▶ **WRITTEN PROBLEM**: Find each line in the data below that contains the word "array" and copy those lines out in full.

▶ **PROVIDED RECORDS**:
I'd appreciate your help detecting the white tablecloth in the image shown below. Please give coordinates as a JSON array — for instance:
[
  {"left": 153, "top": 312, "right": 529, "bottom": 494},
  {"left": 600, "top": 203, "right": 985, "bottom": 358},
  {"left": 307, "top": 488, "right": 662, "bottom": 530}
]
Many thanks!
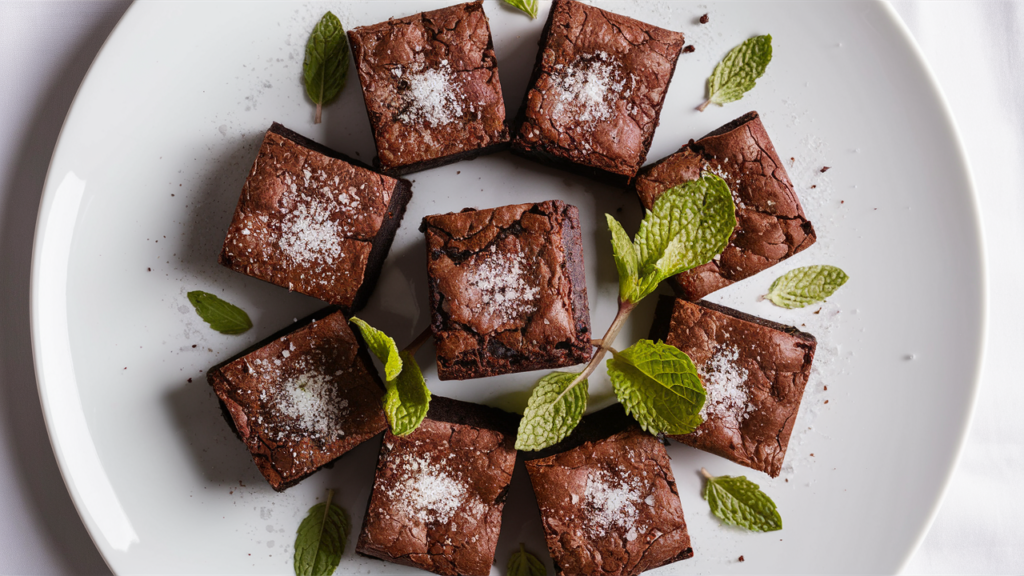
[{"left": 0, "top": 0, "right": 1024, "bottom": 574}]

--

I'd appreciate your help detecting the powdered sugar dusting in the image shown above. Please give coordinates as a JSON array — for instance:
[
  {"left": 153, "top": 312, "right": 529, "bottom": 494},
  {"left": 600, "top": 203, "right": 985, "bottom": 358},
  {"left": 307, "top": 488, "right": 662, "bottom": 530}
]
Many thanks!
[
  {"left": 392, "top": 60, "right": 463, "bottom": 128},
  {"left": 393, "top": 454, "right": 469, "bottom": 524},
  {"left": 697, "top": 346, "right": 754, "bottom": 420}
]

▶ **EXERCISE RESPONSE**:
I'd appreciate your help detecting the white tablecloth in the image shown below. Please give coordinates as a JSON array — for instance:
I'd appreciate your help detecting the powdered sugar dusting in the image shown above. Please give coordinates as a JSON array — for instance:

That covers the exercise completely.